### Excerpted passage
----

Child -> Parent relationships between devices and email

Hey all, new user to The Dude and I am amazed by how powerful it is already. Keep up the great work!

Now on to my issue. My department manages large hotel network installations, usually consisting of one or two guest routers and between 10 and 100 access points. At my previous employer, we used Intermapper which also allowed for the parent → child relationships to help control the amount of emails that are sent when the main modem/router/etc goes down. Right now at one of our bigger properties (30+ APs), the Charter cable modem goes down, thus the Mikrotik, and all APs are inaccessible. The Dude then proceeds to send out emails for all services on all child devices of the cable modem, essentially making the email notifications useless. All APs have their parent set to the Mikrotik, which in turn is parented to the cable modem.

Anyone have any strategies to try and avoid this. One thing I tried was to adjust the polling intervals on all child devices to 2 minutes and interval on primary devices to 20 - 30 seconds. This was done in the hope of making sure The Dude realizes the modem is down BEFORE realizing any of the cable modems are down.

Intermapper handled this situation by introducing a delay option to notifications. You could set the delay to a few minutes and even if Intermapper found that the child device was down before its parent, it would wait the “delay” amount of time before sending any email, thus giving Intermapper time to discover that the parent is down.

Any thoughts on mimicking this functionality?

Thanks!

There is a dependency setup, check top right corner switch from layer link to layer dependency. Draw your dependencies…

I have not used this feature.

The dependency layer simply shows me the child → parent relationships I’ve already defined using the “parent” field in device settings. The problem occurs when The Dude finds the access points down before the modem or guest router.

----

### Given entries
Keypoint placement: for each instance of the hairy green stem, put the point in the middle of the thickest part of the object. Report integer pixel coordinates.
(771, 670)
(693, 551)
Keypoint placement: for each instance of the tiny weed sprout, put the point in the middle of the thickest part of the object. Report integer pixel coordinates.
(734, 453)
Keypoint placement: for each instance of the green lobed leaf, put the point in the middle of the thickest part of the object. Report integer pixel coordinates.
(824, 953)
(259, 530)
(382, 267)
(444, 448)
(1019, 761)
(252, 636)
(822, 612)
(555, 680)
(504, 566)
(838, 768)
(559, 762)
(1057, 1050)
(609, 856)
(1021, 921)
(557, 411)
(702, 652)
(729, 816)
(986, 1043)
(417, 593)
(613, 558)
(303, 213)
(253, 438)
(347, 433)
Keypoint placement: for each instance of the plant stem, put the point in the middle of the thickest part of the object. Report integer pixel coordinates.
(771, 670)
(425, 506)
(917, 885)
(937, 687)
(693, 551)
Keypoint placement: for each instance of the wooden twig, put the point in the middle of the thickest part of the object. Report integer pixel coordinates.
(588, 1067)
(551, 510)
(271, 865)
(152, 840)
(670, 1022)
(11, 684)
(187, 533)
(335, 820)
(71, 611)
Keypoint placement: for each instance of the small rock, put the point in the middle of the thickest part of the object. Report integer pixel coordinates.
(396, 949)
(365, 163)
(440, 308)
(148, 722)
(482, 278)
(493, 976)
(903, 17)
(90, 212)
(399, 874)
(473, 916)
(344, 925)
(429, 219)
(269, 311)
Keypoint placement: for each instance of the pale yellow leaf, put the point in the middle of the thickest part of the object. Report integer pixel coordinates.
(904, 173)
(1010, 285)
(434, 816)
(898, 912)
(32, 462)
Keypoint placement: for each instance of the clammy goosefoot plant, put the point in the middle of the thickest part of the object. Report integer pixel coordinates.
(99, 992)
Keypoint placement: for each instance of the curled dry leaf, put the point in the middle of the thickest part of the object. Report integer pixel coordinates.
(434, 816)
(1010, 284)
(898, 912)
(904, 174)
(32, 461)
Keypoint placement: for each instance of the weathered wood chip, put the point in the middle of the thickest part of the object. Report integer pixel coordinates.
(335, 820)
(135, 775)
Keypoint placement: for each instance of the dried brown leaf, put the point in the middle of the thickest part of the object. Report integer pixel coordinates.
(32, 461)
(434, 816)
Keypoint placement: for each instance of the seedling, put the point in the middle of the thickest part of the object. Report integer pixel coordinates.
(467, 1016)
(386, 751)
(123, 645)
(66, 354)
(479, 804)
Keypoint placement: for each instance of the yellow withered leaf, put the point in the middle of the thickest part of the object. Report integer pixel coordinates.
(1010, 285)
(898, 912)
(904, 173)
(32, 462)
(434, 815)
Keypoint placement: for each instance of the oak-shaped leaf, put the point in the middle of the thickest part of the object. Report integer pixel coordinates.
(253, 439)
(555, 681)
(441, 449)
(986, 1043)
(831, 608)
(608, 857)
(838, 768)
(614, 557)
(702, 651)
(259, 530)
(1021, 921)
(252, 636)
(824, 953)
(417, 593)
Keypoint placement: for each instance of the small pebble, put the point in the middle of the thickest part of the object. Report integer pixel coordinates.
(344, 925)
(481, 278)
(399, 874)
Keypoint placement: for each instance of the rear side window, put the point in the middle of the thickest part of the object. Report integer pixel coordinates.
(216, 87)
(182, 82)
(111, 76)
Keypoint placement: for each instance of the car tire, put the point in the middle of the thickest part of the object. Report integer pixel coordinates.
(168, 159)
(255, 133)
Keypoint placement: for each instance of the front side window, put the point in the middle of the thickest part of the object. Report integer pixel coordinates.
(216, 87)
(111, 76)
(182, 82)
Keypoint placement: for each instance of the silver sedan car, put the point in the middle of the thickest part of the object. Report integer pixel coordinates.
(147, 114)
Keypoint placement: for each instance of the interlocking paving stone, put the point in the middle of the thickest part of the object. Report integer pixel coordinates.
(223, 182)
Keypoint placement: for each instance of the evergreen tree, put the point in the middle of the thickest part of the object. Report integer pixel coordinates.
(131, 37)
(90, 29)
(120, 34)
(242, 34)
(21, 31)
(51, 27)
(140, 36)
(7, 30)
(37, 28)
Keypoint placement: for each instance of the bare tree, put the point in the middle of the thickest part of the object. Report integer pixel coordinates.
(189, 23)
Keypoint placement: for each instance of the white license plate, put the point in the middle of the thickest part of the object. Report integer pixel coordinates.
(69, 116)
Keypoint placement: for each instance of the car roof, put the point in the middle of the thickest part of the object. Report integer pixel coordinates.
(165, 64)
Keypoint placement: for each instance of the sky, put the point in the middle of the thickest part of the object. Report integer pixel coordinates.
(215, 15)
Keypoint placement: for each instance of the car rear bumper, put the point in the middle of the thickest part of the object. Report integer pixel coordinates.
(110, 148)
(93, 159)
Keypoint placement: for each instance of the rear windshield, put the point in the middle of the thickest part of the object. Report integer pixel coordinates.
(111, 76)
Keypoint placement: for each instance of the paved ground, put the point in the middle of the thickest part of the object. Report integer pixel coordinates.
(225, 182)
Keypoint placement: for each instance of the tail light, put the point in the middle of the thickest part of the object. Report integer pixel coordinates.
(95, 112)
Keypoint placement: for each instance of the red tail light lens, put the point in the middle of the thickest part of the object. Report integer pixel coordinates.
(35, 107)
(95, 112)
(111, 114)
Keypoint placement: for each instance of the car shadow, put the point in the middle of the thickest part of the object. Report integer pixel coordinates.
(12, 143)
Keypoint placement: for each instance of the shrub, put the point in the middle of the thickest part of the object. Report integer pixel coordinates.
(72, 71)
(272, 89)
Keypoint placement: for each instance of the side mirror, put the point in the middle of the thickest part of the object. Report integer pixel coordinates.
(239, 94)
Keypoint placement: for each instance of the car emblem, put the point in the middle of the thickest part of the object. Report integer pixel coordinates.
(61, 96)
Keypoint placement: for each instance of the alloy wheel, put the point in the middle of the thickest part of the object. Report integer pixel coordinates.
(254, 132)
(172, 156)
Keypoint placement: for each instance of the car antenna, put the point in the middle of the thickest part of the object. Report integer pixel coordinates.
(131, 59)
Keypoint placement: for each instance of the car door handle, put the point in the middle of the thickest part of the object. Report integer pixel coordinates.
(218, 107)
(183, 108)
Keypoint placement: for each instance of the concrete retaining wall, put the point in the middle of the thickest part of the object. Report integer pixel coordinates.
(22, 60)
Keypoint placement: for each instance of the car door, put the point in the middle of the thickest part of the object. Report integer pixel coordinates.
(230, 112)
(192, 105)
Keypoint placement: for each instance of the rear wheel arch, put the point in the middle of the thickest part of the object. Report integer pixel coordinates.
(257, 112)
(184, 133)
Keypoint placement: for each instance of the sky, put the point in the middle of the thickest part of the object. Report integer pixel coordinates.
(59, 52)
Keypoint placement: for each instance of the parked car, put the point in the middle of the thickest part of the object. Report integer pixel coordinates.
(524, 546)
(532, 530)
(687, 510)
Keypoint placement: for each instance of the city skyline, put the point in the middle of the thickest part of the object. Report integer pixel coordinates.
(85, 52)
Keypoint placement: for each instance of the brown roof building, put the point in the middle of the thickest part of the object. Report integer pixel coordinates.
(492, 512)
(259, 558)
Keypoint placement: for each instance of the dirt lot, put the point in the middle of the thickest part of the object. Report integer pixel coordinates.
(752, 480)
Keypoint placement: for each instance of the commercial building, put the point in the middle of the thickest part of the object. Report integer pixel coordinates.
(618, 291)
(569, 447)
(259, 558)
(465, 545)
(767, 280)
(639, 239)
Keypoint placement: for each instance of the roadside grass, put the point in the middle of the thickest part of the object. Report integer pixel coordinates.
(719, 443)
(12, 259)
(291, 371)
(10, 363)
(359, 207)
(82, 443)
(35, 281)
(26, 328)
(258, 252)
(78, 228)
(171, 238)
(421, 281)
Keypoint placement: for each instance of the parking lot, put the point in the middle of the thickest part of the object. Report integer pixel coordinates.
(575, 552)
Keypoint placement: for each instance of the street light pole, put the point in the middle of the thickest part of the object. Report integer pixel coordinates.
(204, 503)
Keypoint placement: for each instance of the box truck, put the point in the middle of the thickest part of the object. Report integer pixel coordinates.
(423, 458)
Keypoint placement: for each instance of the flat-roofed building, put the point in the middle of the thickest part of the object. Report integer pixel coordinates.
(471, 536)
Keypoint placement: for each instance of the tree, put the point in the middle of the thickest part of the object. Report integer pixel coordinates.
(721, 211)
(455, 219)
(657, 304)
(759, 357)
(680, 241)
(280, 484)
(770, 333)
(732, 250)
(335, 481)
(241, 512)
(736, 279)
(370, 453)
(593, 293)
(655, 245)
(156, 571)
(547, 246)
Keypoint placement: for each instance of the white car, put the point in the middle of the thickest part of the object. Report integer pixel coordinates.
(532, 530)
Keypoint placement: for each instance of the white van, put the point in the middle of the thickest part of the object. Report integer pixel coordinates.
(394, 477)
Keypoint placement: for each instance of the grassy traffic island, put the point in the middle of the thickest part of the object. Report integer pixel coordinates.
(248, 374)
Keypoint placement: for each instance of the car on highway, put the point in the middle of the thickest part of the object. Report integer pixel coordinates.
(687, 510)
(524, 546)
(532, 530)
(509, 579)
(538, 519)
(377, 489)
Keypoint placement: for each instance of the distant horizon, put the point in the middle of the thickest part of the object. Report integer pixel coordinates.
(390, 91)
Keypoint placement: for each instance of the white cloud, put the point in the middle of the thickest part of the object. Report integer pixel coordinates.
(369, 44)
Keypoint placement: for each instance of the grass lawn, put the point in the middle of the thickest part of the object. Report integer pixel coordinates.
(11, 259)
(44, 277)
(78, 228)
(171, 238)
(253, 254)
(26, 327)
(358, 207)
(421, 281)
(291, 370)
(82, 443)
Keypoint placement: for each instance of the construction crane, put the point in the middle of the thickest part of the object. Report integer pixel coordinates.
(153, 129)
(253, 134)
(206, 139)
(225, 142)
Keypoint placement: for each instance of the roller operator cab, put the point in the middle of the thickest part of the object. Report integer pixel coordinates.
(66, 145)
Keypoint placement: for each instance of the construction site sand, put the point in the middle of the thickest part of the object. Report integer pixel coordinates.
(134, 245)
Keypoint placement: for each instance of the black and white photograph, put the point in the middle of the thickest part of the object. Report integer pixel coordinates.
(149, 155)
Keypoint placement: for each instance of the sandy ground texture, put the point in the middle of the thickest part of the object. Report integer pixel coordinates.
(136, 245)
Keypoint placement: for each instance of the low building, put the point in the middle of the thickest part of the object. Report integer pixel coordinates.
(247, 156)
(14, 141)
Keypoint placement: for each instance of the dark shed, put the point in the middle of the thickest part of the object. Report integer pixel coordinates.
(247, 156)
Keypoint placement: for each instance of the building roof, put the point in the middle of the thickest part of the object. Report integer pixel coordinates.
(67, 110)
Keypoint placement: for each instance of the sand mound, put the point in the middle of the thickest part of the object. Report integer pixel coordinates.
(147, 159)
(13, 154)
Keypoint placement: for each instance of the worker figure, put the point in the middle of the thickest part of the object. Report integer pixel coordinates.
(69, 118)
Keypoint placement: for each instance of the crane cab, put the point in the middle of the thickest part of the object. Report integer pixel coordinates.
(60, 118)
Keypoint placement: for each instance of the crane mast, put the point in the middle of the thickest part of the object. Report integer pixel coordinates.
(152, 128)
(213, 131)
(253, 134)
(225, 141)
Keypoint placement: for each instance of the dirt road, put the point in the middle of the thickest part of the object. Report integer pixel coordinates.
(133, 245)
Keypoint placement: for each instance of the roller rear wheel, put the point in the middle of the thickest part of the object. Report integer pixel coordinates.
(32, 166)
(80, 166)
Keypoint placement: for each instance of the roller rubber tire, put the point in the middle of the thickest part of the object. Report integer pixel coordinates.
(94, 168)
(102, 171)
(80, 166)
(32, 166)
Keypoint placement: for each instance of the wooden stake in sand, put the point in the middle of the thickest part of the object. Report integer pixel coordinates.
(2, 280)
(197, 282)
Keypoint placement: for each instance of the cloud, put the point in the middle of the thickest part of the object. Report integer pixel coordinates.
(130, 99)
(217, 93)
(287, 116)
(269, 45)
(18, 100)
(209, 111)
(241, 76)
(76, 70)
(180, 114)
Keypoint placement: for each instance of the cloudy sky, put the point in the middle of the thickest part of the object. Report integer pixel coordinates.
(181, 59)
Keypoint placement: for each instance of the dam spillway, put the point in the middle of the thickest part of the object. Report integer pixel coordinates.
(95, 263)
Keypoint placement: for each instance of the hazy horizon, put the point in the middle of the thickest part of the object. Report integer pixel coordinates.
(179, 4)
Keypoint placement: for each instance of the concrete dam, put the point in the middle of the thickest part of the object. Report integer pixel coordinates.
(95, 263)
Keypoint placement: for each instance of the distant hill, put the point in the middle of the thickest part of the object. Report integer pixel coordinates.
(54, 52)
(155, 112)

----

### Directive 1
Say whether each statement agrees with the forum thread about The Dude email alerts, answering yes or no and quoting the thread's deciding words exactly: (a) All access points at the large property have the cable modem set as their parent. (b) Intermapper offered a delay option for notifications. (c) The person who pointed out the dependency setup had used that feature.
### Directive 2
Print everything in the forum thread about The Dude email alerts from "Intermapper handled this" down to "used this feature.".
### Directive 3
Proceed with the forum thread about The Dude email alerts from the point where it stops.
The entries can be set aside; nothing here depends on them.

### Exercise response 1
(a) No: "All APs have their parent set to the Mikrotik, which in turn is parented to the cable modem."
(b) Yes: "Intermapper handled this situation by introducing a delay option to notifications."
(c) No: "I have not used this feature."

### Exercise response 2
Intermapper handled this situation by introducing a delay option to notifications. You could set the delay to a few minutes and even if Intermapper found that the child device was down before its parent, it would wait the “delay” amount of time before sending any email, thus giving Intermapper time to discover that the parent is down.

Any thoughts on mimicking this functionality?

Thanks!

There is a dependency setup, check top right corner switch from layer link to layer dependency. Draw your dependencies…

I have not used this feature.

### Exercise response 3
Nice, just thought you missed something… uhh damn :frowning: So there are serious issues using the default negative cache times. I found that having a higher cache time than negative cache time is very beneficial when dealing with false positives as well. The underlying issue is how long you wait to send the first email and the fact that negative cache time is 300 seconds. Since a failed ping will cause a device to be down for 5 minutes due to negative cache time you have to delay the first email to at least a little longer than that for the dude to have a chance to clean up the mess before sending it out.

AND there is a bug-feature as well, a single failed SNMP read registers in negative cache time for 300 seconds and the device will be down for 300 seconds. It seems subsequent SNMP polling will not be paid attention to(which seems like odd behavior). So I highly recommend forcing all functions and probes to have a low negative cache time ~10 and lower than the probe interval. Which makes negative cache time unused? I digress…

So before doing anything set the email delay to 15 minutes and test break the router to see if the dude is smart enough to clear out all incorrect emails if the delay is high enough. Then if that works go fix all the functions and probes and set your email to 3 minutes?

GL
Lebowski

Thanks for the tip! To be honest I didn’t even realize there was a delay option for notifications. I don’t know how I missed it but I’m playing around with it now.

Thanks again!